### Given passage
────────

The aspects of life that I don’t choose and that impinge on my plans just seem to pop up and interfere with the smooth running of the day I have visualized. My friend, however, found a different way than resistance to respond to her issue. She decided to just say “Yes” to what had presented itself, and, wait for it…to do that cheerfully! She reported that the shift in her response entirely changed the situation. This is a wonderful way of saying, be present with what is, and be there consciously and willingly.

I am finding that this is the great gem in the heart of this crisis that I think we can all come away with. We can take advantage of this much-restricted situation to be fully present with what is. There are far fewer distractions of our own manufacture. We have an opportunity for calm and peace as we settle into the new norms and the times we have with each other via Zoom or in person. If you are in a relationship where you are living with someone, then treasure this time, the presence of each other, and the quiet opportunities to be together and handle this crisis together. If you are living on your own, then you have an opportunity to truly experience the present and who you are when locked down on your own.

None of us would ask for this experience, but given that it is here, we can use it as an opportunity to dig deeper into ourselves and to be present with what is. This is another opportunity to spread peace, to be peaceful with what is and to share that with others.


Photo credit: Phil Mayes

6 Comments on “There Is Nowhere To Be But Here

  1. “There is nowhere to be but here” is an interesting perspective on our current state of affairs. The title is great – there truly is nowhere to be but here. Paralyzing as that might sound.

    I’ve been thinking a lot about the definition of adaptability, which is the capacity to show flexibility, openness and a willingness to respond to unanticipated events. As opposed to wanting life to be as it was before.

    Recently I’ve been hearing from many associates they are “tired of zooming,” tired of not being with flesh-and-blood people. So the fatigue of wrestling with parking tickets we didn’t “earn” makes it challenging to think, “I will cheerfully deal with this bureaucracy.”

    But I have tried to cheerfully deal recently, and I hope I can do it more often. I was never entitled to the life we had before. I feel entitled to it, but that’s not reality.

    • Thanks, Kathy. Openness is one of the Big Five personality traits: openness, conscientiousness, extroversion, agreeableness, neuroticism, and I agree with you on how useful being adaptable is, as in “go with the flow,” “roll with the punches” and other popular sayings.

  2. I found the two approaches in this latest piece quite engrossing. Most of the points I could easily relate to, some not so much, and a few a bit challenging.

────────

### Actions to take
A) Which Big Five personality traits are named in the passage on being present?
B) According to the passage on being present, why does the much-restricted situation make it possible to be fully present with what is?
C) Who is credited for the photo in the passage on being present?
You don't need the rows that come next.

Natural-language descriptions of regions
────────

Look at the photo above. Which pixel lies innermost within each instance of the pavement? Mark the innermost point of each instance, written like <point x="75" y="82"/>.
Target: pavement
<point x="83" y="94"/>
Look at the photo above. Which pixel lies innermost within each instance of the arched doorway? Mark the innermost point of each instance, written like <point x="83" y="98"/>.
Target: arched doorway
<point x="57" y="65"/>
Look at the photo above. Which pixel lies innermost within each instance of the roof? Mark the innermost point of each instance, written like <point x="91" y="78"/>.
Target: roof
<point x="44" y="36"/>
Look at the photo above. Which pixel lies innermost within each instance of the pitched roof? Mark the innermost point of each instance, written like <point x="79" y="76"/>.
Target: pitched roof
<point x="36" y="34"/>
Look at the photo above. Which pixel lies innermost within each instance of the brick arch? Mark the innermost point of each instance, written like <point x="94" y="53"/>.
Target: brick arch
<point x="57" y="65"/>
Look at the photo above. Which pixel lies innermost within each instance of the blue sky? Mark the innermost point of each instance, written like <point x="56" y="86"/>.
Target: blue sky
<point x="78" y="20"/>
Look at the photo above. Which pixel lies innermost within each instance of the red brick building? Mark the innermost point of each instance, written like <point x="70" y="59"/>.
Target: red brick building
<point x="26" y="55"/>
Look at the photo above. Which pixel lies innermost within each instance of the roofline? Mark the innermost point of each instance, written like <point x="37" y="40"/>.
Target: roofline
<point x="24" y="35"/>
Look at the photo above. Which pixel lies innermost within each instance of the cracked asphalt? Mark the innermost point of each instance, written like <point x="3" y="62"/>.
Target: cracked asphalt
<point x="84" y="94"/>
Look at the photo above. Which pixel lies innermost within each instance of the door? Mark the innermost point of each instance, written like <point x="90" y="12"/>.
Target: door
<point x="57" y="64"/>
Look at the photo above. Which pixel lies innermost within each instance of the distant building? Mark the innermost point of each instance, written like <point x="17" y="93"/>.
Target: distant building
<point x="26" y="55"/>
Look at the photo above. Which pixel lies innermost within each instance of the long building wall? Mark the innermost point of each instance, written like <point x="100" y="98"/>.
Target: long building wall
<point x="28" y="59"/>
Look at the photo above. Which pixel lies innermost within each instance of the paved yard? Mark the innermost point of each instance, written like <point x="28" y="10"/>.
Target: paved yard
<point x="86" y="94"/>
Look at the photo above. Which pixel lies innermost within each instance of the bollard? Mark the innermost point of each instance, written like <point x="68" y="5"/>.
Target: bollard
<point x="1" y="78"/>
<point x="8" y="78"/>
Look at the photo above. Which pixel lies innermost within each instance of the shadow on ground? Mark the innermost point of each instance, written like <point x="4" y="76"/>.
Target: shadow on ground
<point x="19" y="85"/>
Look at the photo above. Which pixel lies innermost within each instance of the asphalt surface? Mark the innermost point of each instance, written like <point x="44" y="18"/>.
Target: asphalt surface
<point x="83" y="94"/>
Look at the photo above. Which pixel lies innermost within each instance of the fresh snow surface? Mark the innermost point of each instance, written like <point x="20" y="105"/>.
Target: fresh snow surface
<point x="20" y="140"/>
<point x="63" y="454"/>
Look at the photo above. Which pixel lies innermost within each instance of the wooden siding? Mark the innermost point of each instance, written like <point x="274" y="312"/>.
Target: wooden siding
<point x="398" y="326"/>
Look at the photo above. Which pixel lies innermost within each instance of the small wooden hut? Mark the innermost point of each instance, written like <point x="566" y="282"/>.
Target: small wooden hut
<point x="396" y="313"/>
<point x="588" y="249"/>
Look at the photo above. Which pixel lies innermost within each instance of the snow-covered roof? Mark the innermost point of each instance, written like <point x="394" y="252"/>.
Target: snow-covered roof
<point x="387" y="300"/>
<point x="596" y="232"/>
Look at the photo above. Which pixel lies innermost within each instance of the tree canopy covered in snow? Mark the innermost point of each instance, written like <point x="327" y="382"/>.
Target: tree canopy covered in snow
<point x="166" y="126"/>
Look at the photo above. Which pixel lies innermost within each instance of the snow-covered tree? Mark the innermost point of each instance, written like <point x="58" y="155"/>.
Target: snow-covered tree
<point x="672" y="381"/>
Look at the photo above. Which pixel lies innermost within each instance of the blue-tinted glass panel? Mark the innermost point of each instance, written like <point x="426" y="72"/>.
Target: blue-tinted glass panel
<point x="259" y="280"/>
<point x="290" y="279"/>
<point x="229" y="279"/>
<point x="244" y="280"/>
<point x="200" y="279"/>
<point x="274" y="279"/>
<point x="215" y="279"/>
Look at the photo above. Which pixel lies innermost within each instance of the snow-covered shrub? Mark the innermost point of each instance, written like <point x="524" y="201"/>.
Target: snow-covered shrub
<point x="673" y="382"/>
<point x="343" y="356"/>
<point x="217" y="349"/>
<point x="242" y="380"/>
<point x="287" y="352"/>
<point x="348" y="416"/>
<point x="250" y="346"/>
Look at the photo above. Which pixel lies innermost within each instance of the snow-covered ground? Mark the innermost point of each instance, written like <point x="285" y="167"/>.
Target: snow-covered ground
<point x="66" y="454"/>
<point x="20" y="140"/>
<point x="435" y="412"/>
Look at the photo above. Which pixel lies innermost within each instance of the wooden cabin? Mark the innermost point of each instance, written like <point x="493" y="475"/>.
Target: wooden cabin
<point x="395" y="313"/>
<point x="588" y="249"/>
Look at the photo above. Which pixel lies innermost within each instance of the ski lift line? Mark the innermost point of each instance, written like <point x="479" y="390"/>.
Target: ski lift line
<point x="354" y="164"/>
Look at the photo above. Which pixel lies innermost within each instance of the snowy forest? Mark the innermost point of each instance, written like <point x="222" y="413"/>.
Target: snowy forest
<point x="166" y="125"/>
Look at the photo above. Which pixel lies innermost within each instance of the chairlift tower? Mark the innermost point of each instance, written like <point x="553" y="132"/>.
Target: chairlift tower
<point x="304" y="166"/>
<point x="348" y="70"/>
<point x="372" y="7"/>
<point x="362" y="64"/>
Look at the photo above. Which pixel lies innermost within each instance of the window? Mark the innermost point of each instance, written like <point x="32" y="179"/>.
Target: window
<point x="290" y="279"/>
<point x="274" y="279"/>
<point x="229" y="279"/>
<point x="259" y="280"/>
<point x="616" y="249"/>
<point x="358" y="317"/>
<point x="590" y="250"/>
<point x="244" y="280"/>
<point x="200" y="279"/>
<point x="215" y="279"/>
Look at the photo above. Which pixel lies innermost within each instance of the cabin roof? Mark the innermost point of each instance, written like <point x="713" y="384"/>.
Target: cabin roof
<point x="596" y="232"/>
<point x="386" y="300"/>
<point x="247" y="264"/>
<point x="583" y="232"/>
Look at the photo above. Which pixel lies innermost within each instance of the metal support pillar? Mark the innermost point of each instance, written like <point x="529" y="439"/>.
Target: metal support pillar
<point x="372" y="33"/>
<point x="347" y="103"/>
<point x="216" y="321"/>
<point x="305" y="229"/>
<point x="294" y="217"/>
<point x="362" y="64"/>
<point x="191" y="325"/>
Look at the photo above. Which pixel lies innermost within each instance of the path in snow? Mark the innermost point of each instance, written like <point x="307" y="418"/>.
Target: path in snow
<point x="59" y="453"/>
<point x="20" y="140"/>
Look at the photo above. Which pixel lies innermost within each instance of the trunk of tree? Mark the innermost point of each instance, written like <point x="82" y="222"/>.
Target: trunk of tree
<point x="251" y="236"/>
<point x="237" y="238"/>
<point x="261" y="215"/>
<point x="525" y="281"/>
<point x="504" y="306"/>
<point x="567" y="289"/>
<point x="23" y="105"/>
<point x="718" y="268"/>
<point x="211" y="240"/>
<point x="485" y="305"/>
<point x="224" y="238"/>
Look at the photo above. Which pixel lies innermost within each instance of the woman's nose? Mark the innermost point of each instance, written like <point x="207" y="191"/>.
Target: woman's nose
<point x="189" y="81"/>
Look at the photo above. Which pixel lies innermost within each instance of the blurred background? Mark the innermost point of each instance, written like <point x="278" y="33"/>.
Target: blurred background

────────

### Solutions
A) Openness, conscientiousness, extroversion, agreeableness, and neuroticism.

B) There are far fewer distractions of our own manufacture.

C) Phil Mayes